(Data records)

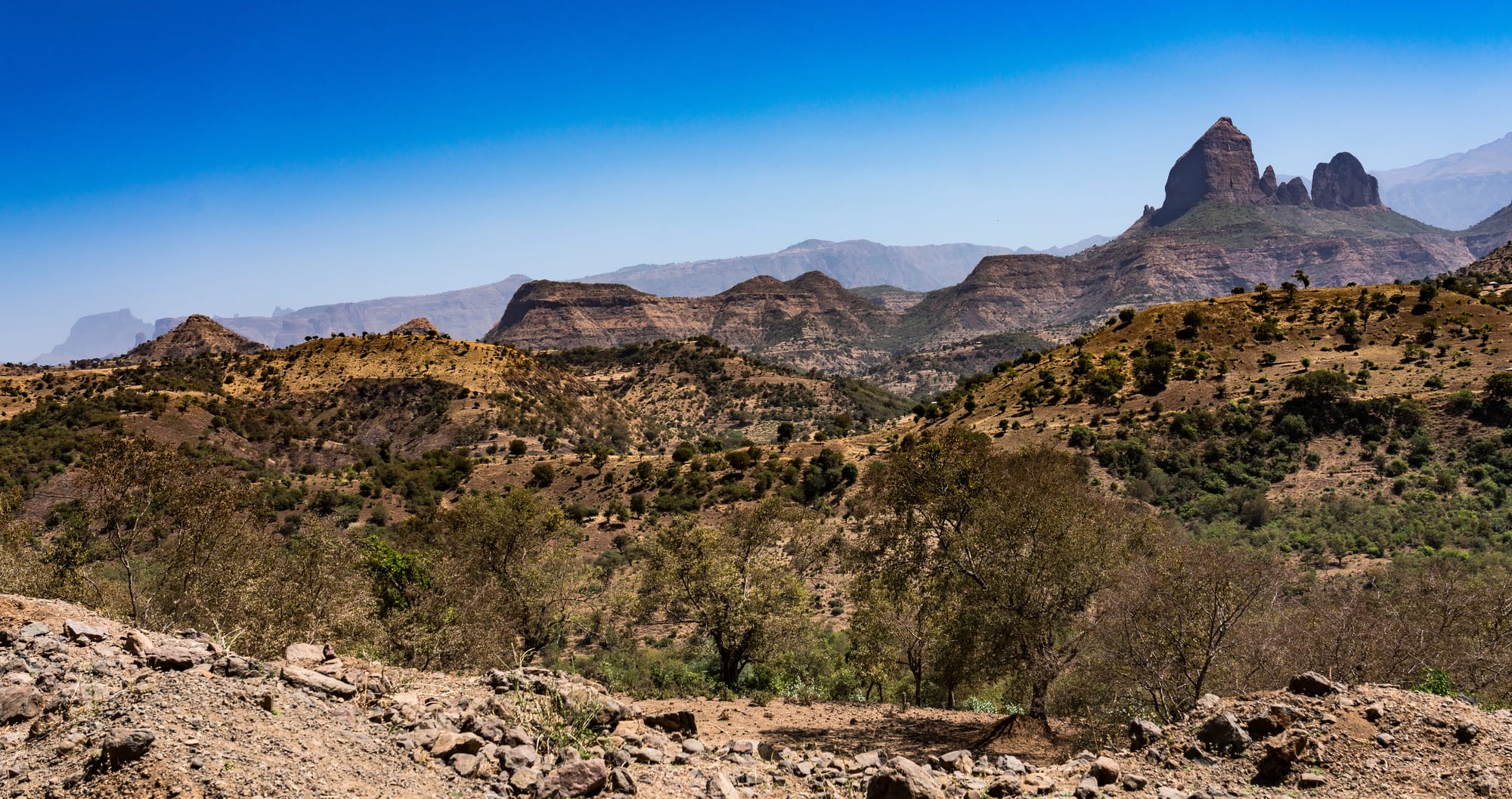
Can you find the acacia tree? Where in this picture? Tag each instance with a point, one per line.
(176, 533)
(1018, 542)
(740, 581)
(510, 566)
(1171, 625)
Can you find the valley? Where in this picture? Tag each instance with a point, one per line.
(1213, 507)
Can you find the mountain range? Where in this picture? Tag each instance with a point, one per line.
(1224, 223)
(854, 264)
(468, 314)
(465, 314)
(1454, 191)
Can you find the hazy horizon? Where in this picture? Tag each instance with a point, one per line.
(226, 163)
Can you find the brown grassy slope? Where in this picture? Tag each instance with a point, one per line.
(1472, 341)
(698, 389)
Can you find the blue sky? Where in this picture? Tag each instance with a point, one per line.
(220, 158)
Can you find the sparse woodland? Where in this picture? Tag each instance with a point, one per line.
(1198, 498)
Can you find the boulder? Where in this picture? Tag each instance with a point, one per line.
(624, 781)
(305, 652)
(20, 704)
(524, 781)
(1219, 167)
(81, 631)
(515, 758)
(902, 778)
(1281, 754)
(1294, 193)
(1224, 734)
(1144, 732)
(720, 787)
(1106, 770)
(305, 678)
(1313, 684)
(123, 745)
(1343, 184)
(958, 761)
(176, 658)
(1006, 785)
(1268, 182)
(578, 778)
(674, 720)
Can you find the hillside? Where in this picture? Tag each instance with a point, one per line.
(1490, 234)
(1454, 191)
(1224, 225)
(701, 388)
(811, 321)
(850, 262)
(122, 711)
(465, 314)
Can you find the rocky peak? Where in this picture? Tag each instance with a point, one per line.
(1268, 182)
(417, 327)
(758, 285)
(194, 336)
(1343, 184)
(1221, 166)
(1292, 193)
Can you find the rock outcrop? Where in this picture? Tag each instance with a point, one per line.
(196, 336)
(98, 336)
(1490, 234)
(1219, 167)
(417, 327)
(1292, 193)
(810, 321)
(1343, 184)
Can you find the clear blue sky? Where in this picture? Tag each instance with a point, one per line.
(225, 158)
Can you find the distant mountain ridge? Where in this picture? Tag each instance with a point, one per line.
(1222, 225)
(196, 336)
(854, 264)
(463, 314)
(1455, 191)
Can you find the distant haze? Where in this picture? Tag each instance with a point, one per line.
(1454, 191)
(225, 159)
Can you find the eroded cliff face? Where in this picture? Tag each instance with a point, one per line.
(1222, 225)
(194, 336)
(810, 321)
(1490, 234)
(1218, 167)
(1343, 184)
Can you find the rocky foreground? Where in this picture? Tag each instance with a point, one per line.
(93, 708)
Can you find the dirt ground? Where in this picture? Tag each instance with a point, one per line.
(854, 726)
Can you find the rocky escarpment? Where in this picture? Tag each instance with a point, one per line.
(810, 320)
(91, 708)
(1219, 167)
(417, 327)
(1343, 184)
(194, 336)
(1222, 225)
(1490, 234)
(1213, 232)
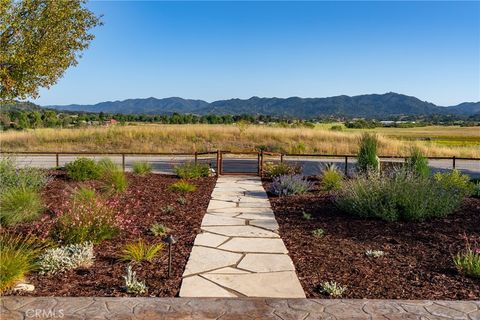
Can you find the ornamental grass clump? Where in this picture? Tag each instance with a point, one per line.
(287, 185)
(192, 170)
(28, 177)
(367, 159)
(403, 195)
(142, 168)
(272, 169)
(331, 178)
(66, 258)
(333, 289)
(87, 220)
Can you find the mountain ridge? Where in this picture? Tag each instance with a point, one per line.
(368, 105)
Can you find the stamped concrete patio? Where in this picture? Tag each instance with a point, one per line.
(239, 252)
(83, 308)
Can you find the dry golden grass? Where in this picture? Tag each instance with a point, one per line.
(190, 138)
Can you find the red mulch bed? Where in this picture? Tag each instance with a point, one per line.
(139, 207)
(418, 256)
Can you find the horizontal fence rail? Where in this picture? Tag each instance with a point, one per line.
(252, 162)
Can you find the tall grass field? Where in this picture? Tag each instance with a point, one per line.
(432, 141)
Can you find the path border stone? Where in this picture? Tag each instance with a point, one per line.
(239, 252)
(89, 308)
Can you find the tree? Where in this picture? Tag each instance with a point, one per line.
(39, 40)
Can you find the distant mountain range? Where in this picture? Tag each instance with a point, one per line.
(368, 105)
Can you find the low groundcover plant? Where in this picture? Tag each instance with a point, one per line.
(287, 185)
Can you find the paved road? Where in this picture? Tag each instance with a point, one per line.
(166, 164)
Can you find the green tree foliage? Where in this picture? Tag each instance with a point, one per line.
(39, 40)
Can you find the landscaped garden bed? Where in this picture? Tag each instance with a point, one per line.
(404, 234)
(148, 199)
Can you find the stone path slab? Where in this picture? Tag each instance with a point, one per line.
(239, 252)
(109, 308)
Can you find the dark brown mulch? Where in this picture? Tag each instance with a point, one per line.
(137, 209)
(418, 256)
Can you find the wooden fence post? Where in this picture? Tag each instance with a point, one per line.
(218, 163)
(346, 166)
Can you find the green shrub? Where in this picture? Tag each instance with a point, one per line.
(374, 253)
(132, 284)
(367, 159)
(11, 177)
(418, 163)
(191, 170)
(402, 196)
(65, 258)
(83, 169)
(159, 230)
(168, 209)
(142, 167)
(139, 251)
(182, 186)
(182, 200)
(17, 256)
(290, 185)
(331, 179)
(318, 233)
(333, 289)
(468, 261)
(86, 221)
(455, 182)
(272, 169)
(19, 204)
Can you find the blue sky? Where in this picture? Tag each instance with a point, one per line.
(221, 50)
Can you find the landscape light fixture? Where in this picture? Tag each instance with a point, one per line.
(170, 241)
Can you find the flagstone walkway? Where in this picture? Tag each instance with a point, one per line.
(239, 252)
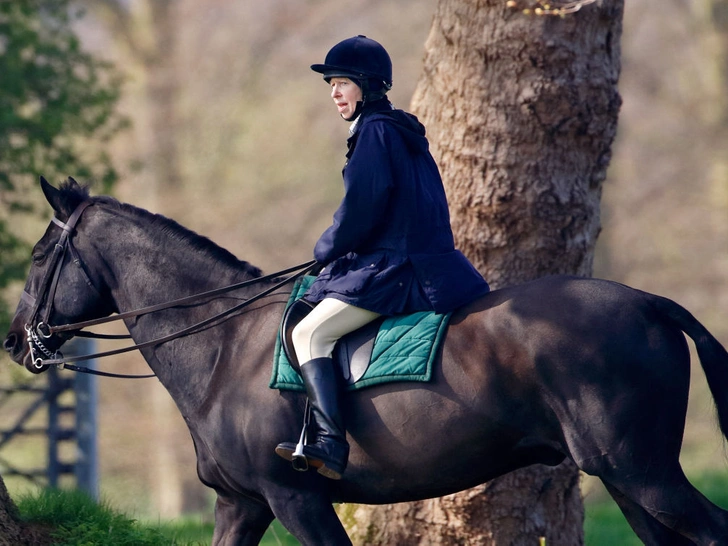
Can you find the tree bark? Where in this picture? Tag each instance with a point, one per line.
(521, 112)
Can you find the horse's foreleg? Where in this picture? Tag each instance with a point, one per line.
(310, 517)
(240, 521)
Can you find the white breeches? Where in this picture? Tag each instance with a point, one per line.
(316, 335)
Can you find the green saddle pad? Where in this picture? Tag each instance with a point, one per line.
(404, 349)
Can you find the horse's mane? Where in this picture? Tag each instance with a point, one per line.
(73, 194)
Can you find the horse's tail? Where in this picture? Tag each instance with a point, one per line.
(713, 356)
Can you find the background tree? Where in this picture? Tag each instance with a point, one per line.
(522, 112)
(54, 100)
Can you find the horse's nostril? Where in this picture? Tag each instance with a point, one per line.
(10, 343)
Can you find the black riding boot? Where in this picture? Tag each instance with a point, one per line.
(330, 451)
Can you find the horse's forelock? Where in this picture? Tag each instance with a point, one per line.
(72, 194)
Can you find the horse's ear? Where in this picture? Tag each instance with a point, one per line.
(52, 194)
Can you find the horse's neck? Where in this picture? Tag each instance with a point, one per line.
(151, 266)
(147, 267)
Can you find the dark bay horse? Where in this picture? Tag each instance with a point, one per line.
(559, 367)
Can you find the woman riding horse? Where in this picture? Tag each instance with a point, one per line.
(390, 249)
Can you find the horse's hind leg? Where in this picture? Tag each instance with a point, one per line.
(648, 529)
(675, 506)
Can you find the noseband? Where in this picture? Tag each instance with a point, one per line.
(35, 329)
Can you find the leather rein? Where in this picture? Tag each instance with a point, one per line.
(37, 331)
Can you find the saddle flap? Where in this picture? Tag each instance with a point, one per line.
(352, 353)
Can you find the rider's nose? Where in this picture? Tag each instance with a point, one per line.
(10, 343)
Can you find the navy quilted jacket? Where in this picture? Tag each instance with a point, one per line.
(390, 248)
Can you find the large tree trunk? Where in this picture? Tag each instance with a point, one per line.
(521, 112)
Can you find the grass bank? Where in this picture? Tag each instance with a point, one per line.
(79, 521)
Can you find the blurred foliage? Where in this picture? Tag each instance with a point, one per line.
(54, 99)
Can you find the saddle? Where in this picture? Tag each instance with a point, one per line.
(352, 353)
(397, 348)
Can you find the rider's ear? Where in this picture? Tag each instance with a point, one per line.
(52, 194)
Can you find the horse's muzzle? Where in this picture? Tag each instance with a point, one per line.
(20, 353)
(13, 344)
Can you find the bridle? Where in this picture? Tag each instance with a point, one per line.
(37, 331)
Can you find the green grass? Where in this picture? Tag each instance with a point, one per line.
(80, 521)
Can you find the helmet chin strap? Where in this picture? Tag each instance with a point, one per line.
(357, 111)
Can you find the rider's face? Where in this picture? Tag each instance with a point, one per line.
(345, 94)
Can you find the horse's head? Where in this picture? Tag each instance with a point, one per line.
(59, 289)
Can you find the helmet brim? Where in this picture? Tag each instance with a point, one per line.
(330, 71)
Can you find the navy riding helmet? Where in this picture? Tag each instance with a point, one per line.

(End Data records)

#### Activity
All lines from the one that contains "Can you find the horse's head?" to the end of the records above are to be copied exactly; leave out the rest.

#### Exercise output
Can you find the horse's head? Where in this picture? Tag each instance with a point, one per line.
(59, 289)
Can you find the helmet brim? Where in this picture? Tag each instance with a point, one per line.
(330, 71)
Can you find the navy riding helmet? Where in this picture? Tag each instance with a point, one per line.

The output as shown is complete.